Items from a data source:
------------------------------------------------------------
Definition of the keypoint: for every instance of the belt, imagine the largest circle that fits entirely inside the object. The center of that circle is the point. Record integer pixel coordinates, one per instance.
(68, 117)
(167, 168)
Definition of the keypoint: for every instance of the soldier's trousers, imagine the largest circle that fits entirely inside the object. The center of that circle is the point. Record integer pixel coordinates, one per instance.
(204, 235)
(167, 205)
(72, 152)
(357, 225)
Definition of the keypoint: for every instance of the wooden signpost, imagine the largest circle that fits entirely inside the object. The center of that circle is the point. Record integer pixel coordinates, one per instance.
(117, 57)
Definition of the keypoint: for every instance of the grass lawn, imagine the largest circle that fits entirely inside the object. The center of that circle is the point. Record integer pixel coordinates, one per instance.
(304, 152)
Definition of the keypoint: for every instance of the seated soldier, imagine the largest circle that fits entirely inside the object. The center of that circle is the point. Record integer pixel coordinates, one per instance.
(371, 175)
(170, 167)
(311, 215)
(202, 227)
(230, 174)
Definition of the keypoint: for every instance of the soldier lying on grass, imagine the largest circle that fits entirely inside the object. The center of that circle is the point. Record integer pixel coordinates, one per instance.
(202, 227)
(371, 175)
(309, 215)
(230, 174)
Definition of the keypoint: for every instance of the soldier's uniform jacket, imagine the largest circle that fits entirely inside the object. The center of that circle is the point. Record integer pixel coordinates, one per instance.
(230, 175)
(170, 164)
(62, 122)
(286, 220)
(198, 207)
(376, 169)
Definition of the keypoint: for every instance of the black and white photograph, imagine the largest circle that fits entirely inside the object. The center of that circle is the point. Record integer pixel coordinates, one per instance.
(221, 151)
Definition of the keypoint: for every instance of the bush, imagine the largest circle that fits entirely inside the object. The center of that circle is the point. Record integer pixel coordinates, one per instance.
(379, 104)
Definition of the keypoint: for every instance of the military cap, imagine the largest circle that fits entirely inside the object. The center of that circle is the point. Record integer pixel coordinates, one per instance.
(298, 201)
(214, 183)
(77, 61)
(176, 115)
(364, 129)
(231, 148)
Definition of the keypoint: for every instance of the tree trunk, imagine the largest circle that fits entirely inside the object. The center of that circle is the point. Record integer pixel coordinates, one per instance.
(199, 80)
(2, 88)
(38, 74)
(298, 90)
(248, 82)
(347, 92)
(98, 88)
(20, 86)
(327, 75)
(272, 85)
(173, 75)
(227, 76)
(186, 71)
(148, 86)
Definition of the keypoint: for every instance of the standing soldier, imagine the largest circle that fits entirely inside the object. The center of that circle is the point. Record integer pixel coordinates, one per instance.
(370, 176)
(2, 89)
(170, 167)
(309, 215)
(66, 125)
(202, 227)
------------------------------------------------------------
__EXERCISE__:
What is needed is a word-for-word copy of all the entries.

__REPLY TO THE EXERCISE__:
Definition of the keypoint: for every instance of the belt, imagine the largest circle that fits entirely inside the object. The center of that circle is the point. Record integer pixel coordinates, one per instance.
(68, 117)
(167, 168)
Definition of the keypoint: for every instance of the soldier's trousers, imagine the largest circle that fits entirely inside the object. The center of that circle is the point. Record integer pixel coordinates, one per instance.
(204, 235)
(167, 205)
(72, 152)
(357, 225)
Definition of the keypoint: for every instance of the wooden signpost, imagine the largest circle that fits entirely inside the object. The center of that circle is the point. Record integer pixel coordinates, one per instance.
(117, 57)
Definition of the keypoint: for every instance of the grass lawn, imagine the largest circle that fits entirely inside the object. The center of that circle is the point. Record integer pixel coordinates, one per instance.
(304, 152)
Definition of the keypoint: for every instance of the seated soldier, imagine the largest circle that fits entirely inside the object. The center of that circle is the point. Record integer pixel coordinates, one per instance.
(371, 175)
(170, 167)
(311, 215)
(202, 227)
(230, 174)
Definition of the keypoint: for every instance of the soldier lying on grass, imagine the largest circle that fits entirely inside the object. The center of that circle is the point. Record integer pixel coordinates, one per instance.
(202, 227)
(371, 175)
(309, 215)
(230, 174)
Definition of the keypoint: for every instance of the soldier's uniform jacket, imagine the largest circle that fits entirely inside the object. The center of that circle is the point. Record integer pixel coordinates, one per instance.
(230, 175)
(170, 164)
(62, 122)
(286, 220)
(198, 207)
(376, 169)
Definition of the keypoint: for every instance of the black and white photograph, imagine the largest circle that fits entirely inside the object. The center of that circle is the point. Record integer pixel coordinates, one per instance.
(221, 151)
Definition of the keypoint: for every instance of the bush, imagine the largest circle that fits entirely inside the object. The center of that circle is the point. Record integer pixel coordinates, one per instance.
(379, 104)
Definition of the keypoint: for every instance of the military cap, imagine the largest circle that fits entirely inside the object. The center of that circle is the point. Record integer pixel coordinates, one per instance.
(298, 201)
(214, 183)
(77, 61)
(176, 115)
(364, 129)
(231, 148)
Definition of the keypoint: for every instance of the tree trunk, imagine the largest circle that fits entirely inside the object. The center of that circle is the point. Record integer pixel coordinates, one per instance.
(199, 80)
(2, 88)
(38, 74)
(298, 90)
(248, 82)
(347, 92)
(98, 88)
(20, 86)
(327, 75)
(272, 85)
(173, 75)
(227, 76)
(186, 71)
(148, 86)
Definition of the keypoint: for every instance of the standing soldier, imagine the largest circle that fits entirely inside the object. The center of that circle is the point. Record integer pixel coordinates, one per instance.
(370, 176)
(2, 89)
(170, 167)
(309, 215)
(66, 125)
(202, 227)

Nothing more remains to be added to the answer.